* _TEXT PASSAGE_
<<<<

I am trying to build my companies compiler using –std=c++23. Unfortunately some header files in MLIR are not compatible.
To be clear, I am not asking about/for any c++23 features in MLIR. Just that downstream projects that use MLIR and want to compile their codebases with c++23 can.
My 2 concrete questions are:
Is there any active work on making MLIR compatible with c++23?
Would the community be receptive to upstream changes that made the MLIR header files compatible with c++23?
Testing strategy
To ensure we don’t regress after fixing the header files my plan was to add a test like the one below, and compile with –std=c++23.
<mlir/…/header1> … <mlir/…/headern> int main() { return 0; }
This should assure that none of the header files have any features that aren’t compatible with c++23.
Any feedback on the compatibility test outlined above would also be greatly appreciated!
If it could be done in a stand-alone build bot that would be easiest. In tree probably with some cmake optional compilation & testing too (given LLVM repo is still on and required to compile with C++17 only compilers, restricted in test requiring more for all consumers). Although here, couldn’t one just set the standard during cmake configuration/bazel compilation option rather than needing a new file/test?

>>>>

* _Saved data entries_
<<<<

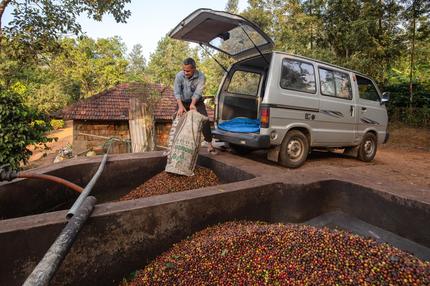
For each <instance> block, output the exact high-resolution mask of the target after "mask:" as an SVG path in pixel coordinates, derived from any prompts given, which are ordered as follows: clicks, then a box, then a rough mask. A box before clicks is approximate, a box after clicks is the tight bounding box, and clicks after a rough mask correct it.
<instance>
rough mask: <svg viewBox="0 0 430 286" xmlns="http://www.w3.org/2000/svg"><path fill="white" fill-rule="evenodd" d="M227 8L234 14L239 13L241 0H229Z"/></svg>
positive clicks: (227, 1) (225, 6)
mask: <svg viewBox="0 0 430 286" xmlns="http://www.w3.org/2000/svg"><path fill="white" fill-rule="evenodd" d="M225 10H226V11H227V12H230V13H233V14H237V13H239V0H228V1H227V4H226V5H225Z"/></svg>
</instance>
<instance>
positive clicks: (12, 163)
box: [0, 86, 52, 169]
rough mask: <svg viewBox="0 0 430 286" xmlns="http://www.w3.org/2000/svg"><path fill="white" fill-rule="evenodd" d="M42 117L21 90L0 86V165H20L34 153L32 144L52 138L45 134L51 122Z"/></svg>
mask: <svg viewBox="0 0 430 286" xmlns="http://www.w3.org/2000/svg"><path fill="white" fill-rule="evenodd" d="M39 119H40V116H39V115H38V114H37V113H35V112H34V111H33V110H32V109H30V108H28V107H27V106H26V105H24V104H23V102H22V97H21V95H20V94H19V93H17V92H16V91H11V90H6V89H4V88H2V87H1V86H0V147H1V148H0V166H2V165H5V164H7V165H9V166H10V168H12V169H19V167H20V165H21V164H22V163H25V162H26V161H27V160H28V158H29V157H30V156H31V151H30V150H28V149H27V146H28V145H29V144H38V143H46V142H49V141H52V139H49V138H47V137H46V136H45V135H44V133H45V132H47V131H48V130H49V129H50V126H49V125H47V124H46V123H45V122H44V121H43V120H39Z"/></svg>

>>>>

* _TO DO_
a – Reproduce word for word the part of the MLIR C++23 thread starting with "I am trying" and going on through "be greatly appreciated!".
b – Pick up the MLIR C++23 thread after its final sentence and continue writing it.

* _YOUR WRITTEN ANSWERS_
a –
I am trying to build my companies compiler using –std=c++23. Unfortunately some header files in MLIR are not compatible.
To be clear, I am not asking about/for any c++23 features in MLIR. Just that downstream projects that use MLIR and want to compile their codebases with c++23 can.
My 2 concrete questions are:
Is there any active work on making MLIR compatible with c++23?
Would the community be receptive to upstream changes that made the MLIR header files compatible with c++23?
Testing strategy
To ensure we don’t regress after fixing the header files my plan was to add a test like the one below, and compile with –std=c++23.
<mlir/…/header1> … <mlir/…/headern> int main() { return 0; }
This should assure that none of the header files have any features that aren’t compatible with c++23.
Any feedback on the compatibility test outlined above would also be greatly appreciated!

b –
I’m not opposed to testing if it will work for C++23 and perhaps having a tracking issue for them.
Although here, couldn’t one just set the standard during cmake configuration/bazel compilation option rather than needing a new file/test?
Adding a standard cmake configuration instead of adding a new test would mean that I would have to change all the source files to be compatible with C++23 compilation. Where as all I need for my personal objective is the header files to be compatible with C++23 compilation.
That being said doing what you suggesting would have more upside to the community. Especially if somebody wanted to compile the MLIR depedency with C++23 for whatever reason.
error: invalid application of 'sizeof' to an incomplete type 'mlir::AnalysisState'
97 | static_assert(sizeof(_Tp)>0,
...
include/mlir/Analysis/DataFlowFramework.h:370:43: note: in defaulted move assignment operator for 'std::unique_ptr<mlir::AnalysisState>' first required here
370 | analysisStates[*leaderIt][TypeId] =
I’m curious why is this a C++23-only failure? Needed the full definition for sizeof is a problem in all C++ versions. The message refers to a defaulted move assignment operator though, something changed in C++23 in this area?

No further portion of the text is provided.